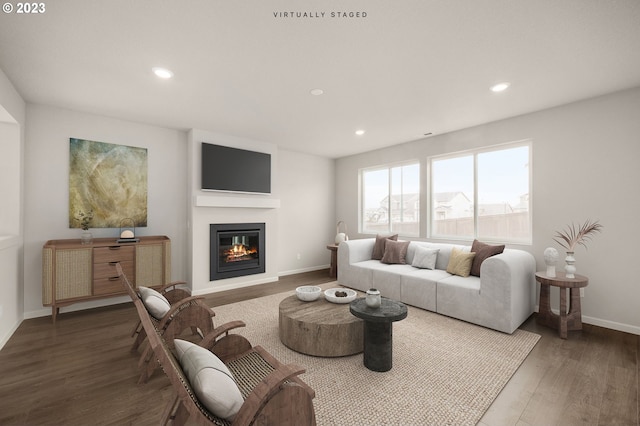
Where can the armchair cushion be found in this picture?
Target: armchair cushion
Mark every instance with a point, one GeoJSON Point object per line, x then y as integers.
{"type": "Point", "coordinates": [156, 303]}
{"type": "Point", "coordinates": [210, 379]}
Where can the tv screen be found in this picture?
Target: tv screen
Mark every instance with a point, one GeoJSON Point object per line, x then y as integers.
{"type": "Point", "coordinates": [235, 170]}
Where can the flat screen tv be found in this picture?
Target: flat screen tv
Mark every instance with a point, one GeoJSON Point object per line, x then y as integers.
{"type": "Point", "coordinates": [235, 170]}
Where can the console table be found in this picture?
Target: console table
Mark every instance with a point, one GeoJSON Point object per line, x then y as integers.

--------------------

Directions: Drop the images and repeat the data exactly.

Output below:
Where can the armchair cushion be found in this picture?
Target: armchair cushion
Mark every instance with a point, one GeoJSON Point object per line, x then y as integers.
{"type": "Point", "coordinates": [156, 303]}
{"type": "Point", "coordinates": [210, 379]}
Where can the tv screen be found in this picture?
Target: tv screen
Mark every instance with a point, one GeoJSON Point object per line, x then y as integers.
{"type": "Point", "coordinates": [235, 170]}
Where can the flat screen tv be found in this picture?
Target: flat screen tv
Mark every instance with a point, one GeoJSON Point object per line, x then y as integers.
{"type": "Point", "coordinates": [235, 170]}
Where can the console table be found in this picture?
Target: console table
Mark every instance with a point, one GeoJSON Point object per line, x then y as integers.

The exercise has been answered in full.